--- THE TASK ---
How many lines in the records below contain the word "sandy"? Reply with the number alone.

(Collected data)
══════════

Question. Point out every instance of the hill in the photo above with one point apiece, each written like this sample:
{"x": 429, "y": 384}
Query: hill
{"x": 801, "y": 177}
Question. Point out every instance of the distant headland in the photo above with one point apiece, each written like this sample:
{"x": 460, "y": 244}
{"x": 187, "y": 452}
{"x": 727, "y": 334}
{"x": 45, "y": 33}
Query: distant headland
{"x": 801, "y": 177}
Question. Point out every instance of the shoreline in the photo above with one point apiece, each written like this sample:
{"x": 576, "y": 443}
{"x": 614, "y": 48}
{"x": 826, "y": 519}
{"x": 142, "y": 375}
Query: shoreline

══════════

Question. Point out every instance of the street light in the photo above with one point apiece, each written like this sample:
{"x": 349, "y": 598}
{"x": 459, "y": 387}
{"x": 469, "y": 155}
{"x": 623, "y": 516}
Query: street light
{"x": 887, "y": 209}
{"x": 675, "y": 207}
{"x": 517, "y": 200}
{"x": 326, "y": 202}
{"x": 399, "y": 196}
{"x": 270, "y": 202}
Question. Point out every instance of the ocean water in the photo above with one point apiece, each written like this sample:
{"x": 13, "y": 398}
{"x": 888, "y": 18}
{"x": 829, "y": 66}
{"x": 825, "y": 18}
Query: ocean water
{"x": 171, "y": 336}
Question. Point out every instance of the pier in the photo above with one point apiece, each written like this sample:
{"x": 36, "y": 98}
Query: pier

══════════

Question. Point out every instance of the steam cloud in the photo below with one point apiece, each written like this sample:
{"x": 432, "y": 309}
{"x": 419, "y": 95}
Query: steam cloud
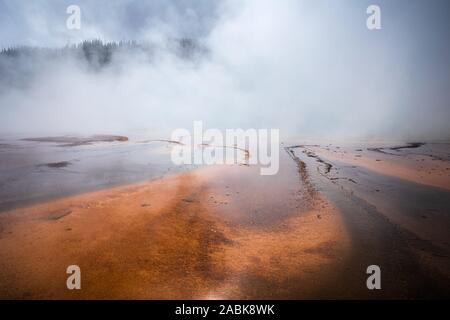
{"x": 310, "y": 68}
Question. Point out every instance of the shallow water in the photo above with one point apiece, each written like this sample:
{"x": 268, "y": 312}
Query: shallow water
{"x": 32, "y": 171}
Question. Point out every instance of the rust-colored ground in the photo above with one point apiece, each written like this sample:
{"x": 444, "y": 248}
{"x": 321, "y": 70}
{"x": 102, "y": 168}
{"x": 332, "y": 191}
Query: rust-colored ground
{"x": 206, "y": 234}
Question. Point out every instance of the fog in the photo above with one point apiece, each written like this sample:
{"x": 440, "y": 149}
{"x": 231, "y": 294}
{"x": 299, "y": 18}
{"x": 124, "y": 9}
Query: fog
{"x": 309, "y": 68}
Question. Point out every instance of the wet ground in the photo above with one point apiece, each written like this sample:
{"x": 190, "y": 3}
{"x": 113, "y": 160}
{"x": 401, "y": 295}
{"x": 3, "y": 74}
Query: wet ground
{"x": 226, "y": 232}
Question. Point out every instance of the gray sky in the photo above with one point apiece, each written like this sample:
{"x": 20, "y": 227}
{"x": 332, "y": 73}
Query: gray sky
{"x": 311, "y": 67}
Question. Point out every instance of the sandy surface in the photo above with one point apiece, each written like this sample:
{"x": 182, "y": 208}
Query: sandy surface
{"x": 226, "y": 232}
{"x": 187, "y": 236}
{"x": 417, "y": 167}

══════════

--- EXERCISE ANSWER ---
2